(Stored data)
__________________________________________________

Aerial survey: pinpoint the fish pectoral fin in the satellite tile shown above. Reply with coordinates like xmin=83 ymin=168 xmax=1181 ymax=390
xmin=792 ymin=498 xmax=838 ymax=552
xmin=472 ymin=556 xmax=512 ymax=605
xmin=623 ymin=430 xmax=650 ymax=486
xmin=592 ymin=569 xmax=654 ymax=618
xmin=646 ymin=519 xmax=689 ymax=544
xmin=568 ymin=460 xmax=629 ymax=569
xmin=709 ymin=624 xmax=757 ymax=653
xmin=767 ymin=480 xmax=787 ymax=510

__________________________________________________

- **Stated exercise**
Retype every line of the listing above, character for character.

- **Result**
Aerial survey: pinpoint the fish pectoral fin in the satellite tile shown above. Reply with coordinates like xmin=83 ymin=168 xmax=1181 ymax=390
xmin=792 ymin=498 xmax=838 ymax=552
xmin=472 ymin=556 xmax=512 ymax=605
xmin=623 ymin=430 xmax=650 ymax=486
xmin=592 ymin=569 xmax=654 ymax=618
xmin=646 ymin=519 xmax=689 ymax=544
xmin=568 ymin=460 xmax=629 ymax=569
xmin=709 ymin=624 xmax=757 ymax=653
xmin=767 ymin=480 xmax=787 ymax=510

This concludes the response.